Quote, word for word, the stretch of the Cheerio table-scraping post below from "How to pull" through "the first table?".

● Extracted text
>> BEGIN

Search code examples
google-apps-scriptweb-scrapinghtml-tablecheerio

How to pull HTML table data with Cheerio in Google Apps Script?


Inspired by such a convenience of Cheerio from this answer, I'm trying to use it in the following codes. The codes was able to pull any table data by calling class="snapshot-td2", but I'm interested in getting only those in the first table. How can I do that? The URL has two tables having class="snapshot-td2". And it retrieved them in string. How can I get them in array? Thank you for any help!

function test() {
  const url = 'https://finviz.com/quote.ashx?t=AFRM';
  const res = UrlFetchApp.fetch(url, { muteHttpExceptions: true }).getContentText();
  const page = Cheerio.load(res);

  // The next line returned the tableValue from two tables of having class="snapshot-td2".
  // What should be modified to get the tableValue only from the first table? 
  // The next line returned the tableValue in string.  What should be modified to get them in array?

>> END

● Recorded information
>> BEGIN

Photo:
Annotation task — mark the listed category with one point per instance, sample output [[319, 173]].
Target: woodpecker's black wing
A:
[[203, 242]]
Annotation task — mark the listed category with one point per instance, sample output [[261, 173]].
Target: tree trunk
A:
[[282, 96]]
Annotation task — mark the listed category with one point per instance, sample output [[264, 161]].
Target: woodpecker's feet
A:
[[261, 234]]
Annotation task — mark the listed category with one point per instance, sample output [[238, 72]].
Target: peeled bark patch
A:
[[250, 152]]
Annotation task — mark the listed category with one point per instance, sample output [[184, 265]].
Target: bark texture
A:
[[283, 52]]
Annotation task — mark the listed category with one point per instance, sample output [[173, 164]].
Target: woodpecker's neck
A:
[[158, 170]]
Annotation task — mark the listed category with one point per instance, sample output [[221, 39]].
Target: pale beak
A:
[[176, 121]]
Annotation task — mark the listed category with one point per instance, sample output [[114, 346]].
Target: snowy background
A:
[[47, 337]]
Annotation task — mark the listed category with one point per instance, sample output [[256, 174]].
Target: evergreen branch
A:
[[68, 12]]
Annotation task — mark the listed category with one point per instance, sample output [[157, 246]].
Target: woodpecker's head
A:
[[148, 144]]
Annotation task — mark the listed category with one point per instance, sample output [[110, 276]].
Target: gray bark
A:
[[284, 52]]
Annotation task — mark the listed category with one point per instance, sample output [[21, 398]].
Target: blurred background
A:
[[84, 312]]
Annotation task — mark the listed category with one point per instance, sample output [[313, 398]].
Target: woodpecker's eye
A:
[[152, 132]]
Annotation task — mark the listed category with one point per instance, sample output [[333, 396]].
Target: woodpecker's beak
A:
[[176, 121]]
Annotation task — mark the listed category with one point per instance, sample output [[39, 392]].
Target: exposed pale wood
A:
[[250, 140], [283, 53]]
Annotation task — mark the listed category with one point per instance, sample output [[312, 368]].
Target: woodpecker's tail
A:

>> END

● Final result
How to pull HTML table data with Cheerio in Google Apps Script?


Inspired by such a convenience of Cheerio from this answer, I'm trying to use it in the following codes. The codes was able to pull any table data by calling class="snapshot-td2", but I'm interested in getting only those in the first table. How can I do that? The URL has two tables having class="snapshot-td2". And it retrieved them in string. How can I get them in array? Thank you for any help!

function test() {
  const url = 'https://finviz.com/quote.ashx?t=AFRM';
  const res = UrlFetchApp.fetch(url, { muteHttpExceptions: true }).getContentText();
  const page = Cheerio.load(res);

  // The next line returned the tableValue from two tables of having class="snapshot-td2".
  // What should be modified to get the tableValue only from the first table?